Gemeinsam kreierten sie einen Sound, der so noch nie in der Popmusik dagewesen war: spannende Jazzfusion in Pop – ohne das für Jazzfusion nicht untypische Langeweile-Syn­drom. So bekam dieses Album 1974 verdientermaßen zwei Grammy-Auszeichnungen und wurde zum Meilenstein des Pop.
Noch heute versuchen Popproduzenten den Klang aus Synthesizern und E-Piano nachzuahmen, die es auf »Innervisions« zu hören gibt.

Bereitgestellte Einträge:
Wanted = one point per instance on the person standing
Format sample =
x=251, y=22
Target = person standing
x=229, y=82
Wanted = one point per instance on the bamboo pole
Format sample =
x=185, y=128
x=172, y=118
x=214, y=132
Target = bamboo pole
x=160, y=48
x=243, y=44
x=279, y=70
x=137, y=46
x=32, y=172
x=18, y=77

Aufgabenstellung:
A. Wie viele Grammy-Auszeichnungen erhielt das Album laut dem Textauszug im Jahr 1974?
B. Schreiben Sie bitte aus dem Textauszug den Abschnitt wörtlich ab, der mit den Worten „Gemeinsam kreierten sie“ anfängt und mit „zu hören gibt.“ aufhört.
C. Entscheiden Sie für jede der folgenden Aussagen, ob sie mit dem Textauszug übereinstimmt, und belegen Sie Ihr Ja oder Nein mit den maßgeblichen Worten aus dem Text.
(i) Das Album wurde 1974 mit zwei Grammys ausgezeichnet.
(ii) Auf »Innervisions« sind Synthesizer und E-Piano zu hören.
(iii) Der Sound war in der Popmusik schon vorher verbreitet.

Lösungen:
A. Zwei Grammy-Auszeichnungen.

B.
Gemeinsam kreierten sie einen Sound, der so noch nie in der Popmusik dagewesen war: spannende Jazzfusion in Pop – ohne das für Jazzfusion nicht untypische Langeweile-Syn­drom. So bekam dieses Album 1974 verdientermaßen zwei Grammy-Auszeichnungen und wurde zum Meilenstein des Pop.
Noch heute versuchen Popproduzenten den Klang aus Synthesizern und E-Piano nachzuahmen, die es auf »Innervisions« zu hören gibt.

C.
(i) Ja: „So bekam dieses Album 1974 verdientermaßen zwei Grammy-Auszeichnungen“
(ii) Ja: „den Klang aus Synthesizern und E-Piano nachzuahmen, die es auf »Innervisions« zu hören gibt“
(iii) Nein: „der so noch nie in der Popmusik dagewesen war“